Exercise description: When a line of the records below contains the string "mirror", copy that whole line.

[Opening Data records section]

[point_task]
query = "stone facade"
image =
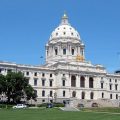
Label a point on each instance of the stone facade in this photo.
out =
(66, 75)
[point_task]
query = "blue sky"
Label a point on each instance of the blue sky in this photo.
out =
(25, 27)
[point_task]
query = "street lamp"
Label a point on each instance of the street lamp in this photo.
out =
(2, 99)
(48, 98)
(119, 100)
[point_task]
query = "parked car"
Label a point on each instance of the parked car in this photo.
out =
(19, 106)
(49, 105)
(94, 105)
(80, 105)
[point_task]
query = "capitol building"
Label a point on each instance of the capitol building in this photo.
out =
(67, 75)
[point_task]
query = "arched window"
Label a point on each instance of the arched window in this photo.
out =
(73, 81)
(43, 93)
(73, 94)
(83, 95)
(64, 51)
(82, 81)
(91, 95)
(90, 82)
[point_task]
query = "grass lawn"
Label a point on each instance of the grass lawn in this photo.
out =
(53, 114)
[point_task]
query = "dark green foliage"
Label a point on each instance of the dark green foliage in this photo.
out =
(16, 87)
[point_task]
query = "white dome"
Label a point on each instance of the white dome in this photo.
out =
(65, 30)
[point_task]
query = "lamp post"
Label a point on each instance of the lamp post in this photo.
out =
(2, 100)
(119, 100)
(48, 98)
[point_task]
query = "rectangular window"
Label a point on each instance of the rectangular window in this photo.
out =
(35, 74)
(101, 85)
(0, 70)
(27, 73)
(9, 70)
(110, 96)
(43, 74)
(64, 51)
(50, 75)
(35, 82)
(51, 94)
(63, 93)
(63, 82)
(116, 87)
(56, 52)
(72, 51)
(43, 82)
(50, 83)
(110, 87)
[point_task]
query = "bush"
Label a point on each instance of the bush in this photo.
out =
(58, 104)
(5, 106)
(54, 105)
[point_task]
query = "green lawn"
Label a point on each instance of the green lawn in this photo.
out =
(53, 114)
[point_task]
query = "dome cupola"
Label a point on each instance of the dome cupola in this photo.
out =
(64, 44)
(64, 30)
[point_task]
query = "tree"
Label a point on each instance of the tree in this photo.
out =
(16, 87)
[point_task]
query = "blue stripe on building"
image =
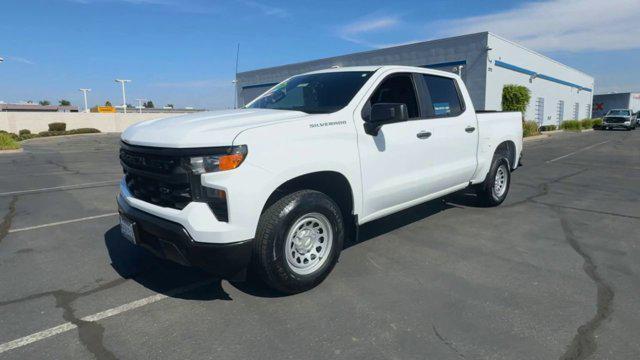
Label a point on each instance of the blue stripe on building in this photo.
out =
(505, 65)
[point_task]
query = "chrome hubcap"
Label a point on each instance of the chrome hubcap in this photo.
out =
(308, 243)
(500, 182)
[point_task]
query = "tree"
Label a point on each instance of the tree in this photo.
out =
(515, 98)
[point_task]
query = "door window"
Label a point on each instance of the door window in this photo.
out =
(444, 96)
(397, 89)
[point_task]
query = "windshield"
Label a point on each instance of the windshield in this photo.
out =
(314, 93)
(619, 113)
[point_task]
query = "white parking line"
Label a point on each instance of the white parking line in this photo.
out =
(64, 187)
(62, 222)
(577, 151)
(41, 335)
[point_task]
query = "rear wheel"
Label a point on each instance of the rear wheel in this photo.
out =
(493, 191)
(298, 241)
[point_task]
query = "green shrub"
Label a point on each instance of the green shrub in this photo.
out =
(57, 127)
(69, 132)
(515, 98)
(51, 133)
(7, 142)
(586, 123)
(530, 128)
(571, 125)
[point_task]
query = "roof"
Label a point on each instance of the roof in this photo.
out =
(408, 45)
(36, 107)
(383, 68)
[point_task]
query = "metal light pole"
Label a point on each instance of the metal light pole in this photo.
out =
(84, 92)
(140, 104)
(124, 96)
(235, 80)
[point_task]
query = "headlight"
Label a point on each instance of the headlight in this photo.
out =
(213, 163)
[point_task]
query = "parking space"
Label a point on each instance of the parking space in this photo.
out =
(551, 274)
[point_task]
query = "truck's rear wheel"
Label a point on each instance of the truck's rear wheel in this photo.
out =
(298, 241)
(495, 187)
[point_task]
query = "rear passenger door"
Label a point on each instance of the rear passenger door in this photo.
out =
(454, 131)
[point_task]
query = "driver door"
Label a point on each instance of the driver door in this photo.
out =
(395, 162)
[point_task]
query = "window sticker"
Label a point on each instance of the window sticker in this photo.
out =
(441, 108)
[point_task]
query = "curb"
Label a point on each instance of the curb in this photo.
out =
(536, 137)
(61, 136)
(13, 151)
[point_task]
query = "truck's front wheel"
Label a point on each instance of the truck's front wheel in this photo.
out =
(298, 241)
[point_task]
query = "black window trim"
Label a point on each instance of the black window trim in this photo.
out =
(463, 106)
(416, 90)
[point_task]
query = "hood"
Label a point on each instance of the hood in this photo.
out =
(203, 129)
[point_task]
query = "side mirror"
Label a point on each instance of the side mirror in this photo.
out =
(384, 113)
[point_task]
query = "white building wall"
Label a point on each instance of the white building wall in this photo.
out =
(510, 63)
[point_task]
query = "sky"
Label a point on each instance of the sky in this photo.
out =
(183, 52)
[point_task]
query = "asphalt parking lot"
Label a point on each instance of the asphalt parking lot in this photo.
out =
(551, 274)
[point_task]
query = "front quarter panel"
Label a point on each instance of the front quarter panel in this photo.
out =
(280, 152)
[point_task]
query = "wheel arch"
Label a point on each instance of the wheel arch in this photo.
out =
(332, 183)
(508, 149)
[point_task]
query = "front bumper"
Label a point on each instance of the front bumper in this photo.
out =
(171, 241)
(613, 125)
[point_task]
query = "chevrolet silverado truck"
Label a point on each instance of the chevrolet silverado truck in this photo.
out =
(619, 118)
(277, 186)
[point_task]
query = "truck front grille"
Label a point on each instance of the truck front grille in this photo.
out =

[Closing Data records section]

Result of this task:
query = "side mirror"
Label a point on each instance of the side mirror in this photo.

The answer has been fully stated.